* PROBLEM REQUIREMENTS:
Restate the material below word for word, from its first line to its last.

* DATA SECTION:
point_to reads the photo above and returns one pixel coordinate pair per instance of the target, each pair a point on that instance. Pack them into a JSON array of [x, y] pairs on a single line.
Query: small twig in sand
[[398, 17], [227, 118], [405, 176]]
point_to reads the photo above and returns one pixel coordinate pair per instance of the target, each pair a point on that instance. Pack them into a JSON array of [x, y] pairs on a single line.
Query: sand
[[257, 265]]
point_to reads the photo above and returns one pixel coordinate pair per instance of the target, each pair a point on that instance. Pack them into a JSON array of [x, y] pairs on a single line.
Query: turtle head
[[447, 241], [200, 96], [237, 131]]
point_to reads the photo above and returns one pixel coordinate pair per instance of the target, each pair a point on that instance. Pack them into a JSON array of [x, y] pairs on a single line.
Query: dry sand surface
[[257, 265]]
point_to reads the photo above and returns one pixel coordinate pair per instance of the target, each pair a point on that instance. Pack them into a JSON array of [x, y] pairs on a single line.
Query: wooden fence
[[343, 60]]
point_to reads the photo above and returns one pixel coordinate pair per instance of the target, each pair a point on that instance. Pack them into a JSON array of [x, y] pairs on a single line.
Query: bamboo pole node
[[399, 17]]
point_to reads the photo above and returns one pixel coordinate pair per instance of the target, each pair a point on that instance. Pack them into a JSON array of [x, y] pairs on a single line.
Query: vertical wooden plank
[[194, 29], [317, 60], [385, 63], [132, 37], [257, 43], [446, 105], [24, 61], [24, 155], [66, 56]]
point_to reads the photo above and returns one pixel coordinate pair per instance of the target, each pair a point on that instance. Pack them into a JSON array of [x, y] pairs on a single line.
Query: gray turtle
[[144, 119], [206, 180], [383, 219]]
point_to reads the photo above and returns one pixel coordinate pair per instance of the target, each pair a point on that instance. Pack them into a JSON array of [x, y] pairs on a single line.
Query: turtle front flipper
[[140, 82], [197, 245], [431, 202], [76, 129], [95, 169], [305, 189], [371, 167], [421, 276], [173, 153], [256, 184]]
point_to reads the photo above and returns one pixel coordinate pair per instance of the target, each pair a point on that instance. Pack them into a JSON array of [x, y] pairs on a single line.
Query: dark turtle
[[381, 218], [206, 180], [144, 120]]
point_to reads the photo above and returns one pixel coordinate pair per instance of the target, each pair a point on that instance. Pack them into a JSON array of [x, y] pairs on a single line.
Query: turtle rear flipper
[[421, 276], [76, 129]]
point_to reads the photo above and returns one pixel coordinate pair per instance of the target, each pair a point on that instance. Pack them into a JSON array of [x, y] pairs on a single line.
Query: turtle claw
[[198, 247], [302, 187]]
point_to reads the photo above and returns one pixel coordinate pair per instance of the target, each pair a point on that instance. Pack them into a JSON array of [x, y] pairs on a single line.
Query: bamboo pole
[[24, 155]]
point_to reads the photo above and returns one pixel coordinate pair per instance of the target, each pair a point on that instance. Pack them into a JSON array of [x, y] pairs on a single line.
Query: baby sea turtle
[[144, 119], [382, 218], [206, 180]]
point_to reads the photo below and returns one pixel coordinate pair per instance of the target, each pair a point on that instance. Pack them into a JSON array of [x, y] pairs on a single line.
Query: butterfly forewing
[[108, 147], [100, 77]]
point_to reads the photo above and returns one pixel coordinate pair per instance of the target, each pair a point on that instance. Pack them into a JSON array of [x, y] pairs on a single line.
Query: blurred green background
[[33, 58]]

* TASK ANSWER:
point_to reads the photo above and returns one pixel coordinate pair per instance of the target, each pair a point on that instance. Pack them into a JSON array of [x, y] pairs on a single line.
Query: small twig in sand
[[398, 17], [227, 118], [405, 176]]
point_to reads the photo above and returns one pixel coordinate pair per instance of the target, each pair a point on that instance. Pack them into a JSON array of [x, y] pairs on a single line.
Query: sand
[[257, 265]]
point_to reads the photo above and returns one pixel coordinate pair per instance of the target, each pair a point on that instance. Pack them into a JSON array of [x, y] pairs on a single line.
Query: turtle head
[[447, 241], [200, 96], [237, 131]]
point_to reads the photo above and returns one pixel coordinate pair per instance of the target, each pair a point on that instance. Pack them into a JSON array of [x, y] pairs on a single line.
Query: dry sand surface
[[257, 265]]
point_to reads the photo above and returns one pixel coordinate pair per instance of the target, each pair a point on that instance. Pack them into a JSON array of [x, y] pairs on a single line.
Query: wooden fence
[[343, 60]]
point_to reads the photo above and returns one pixel coordinate pair per instance of the target, each pair a point on that instance. Pack them into a JSON array of [x, y] pairs on a single line.
Query: bamboo pole node
[[399, 17]]
point_to reads the photo above and returns one pixel coordinate pair per instance of the target, each pair a point on that instance. Pack them into a JSON array of [x, y] pairs on a single line.
Query: vertical wooden plank
[[194, 29], [317, 60], [385, 63], [132, 37], [257, 43], [446, 105], [24, 61], [24, 155], [66, 56]]
point_to reads the photo above and returns one pixel coordinate pair per instance of the target, each pair a point on that instance. Pack them into a JSON array of [x, y] pairs on a single line.
Query: gray turtle
[[144, 119], [206, 180], [383, 219]]
point_to reads the photo above and returns one pixel coordinate pair per instance of the target, each pair a point on that instance. Pack them into a JSON array of [x, y] pairs on a single line.
Query: turtle front flipper
[[140, 82], [197, 245], [431, 202], [76, 129], [95, 169], [305, 189], [371, 167], [421, 276], [173, 153], [256, 184]]
point_to reads the photo above and returns one pixel coordinate pair per instance of the target, each pair a point on that instance. Pack them into a JSON array of [x, y] pairs on a single line.
Query: dark turtle
[[381, 218], [206, 180], [144, 120]]
point_to reads the photo above and returns one pixel coordinate pair per instance of the target, each pair a point on that instance. Pack them into a JSON array of [x, y] pairs on a single line.
Query: turtle rear flipper
[[421, 276], [76, 129]]
point_to reads the photo above and returns one pixel coordinate pair per instance of the target, each pair a point on that instance. Pack them into a JSON array of [x, y] pairs on a single line.
Query: turtle claw
[[198, 247], [302, 187]]
point_to reads the photo above and returns one pixel coordinate pair per instance of the target, each pair a point on that instance. Pack them into a JSON array of [x, y] pairs on a single line.
Query: bamboo pole
[[24, 155]]
point_to reads the photo above and returns one pixel coordinate pair per instance of the target, each pair a point on that instance. Pack them into a JSON array of [x, y] pairs on a single line.
Query: baby sea turtle
[[144, 119], [382, 218], [206, 180]]
point_to reads the photo below and returns one pixel coordinate pair per instance of the target, each pair a point on that instance. Pack them into a JSON array of [x, y] pairs on a single line.
Query: butterfly forewing
[[108, 147], [100, 77]]
point_to reads the photo above and returns one pixel coordinate pair per instance of the target, each pair a point on that instance. Pack them into a JSON array of [x, y] pairs on a single line.
Query: blurred green background
[[33, 58]]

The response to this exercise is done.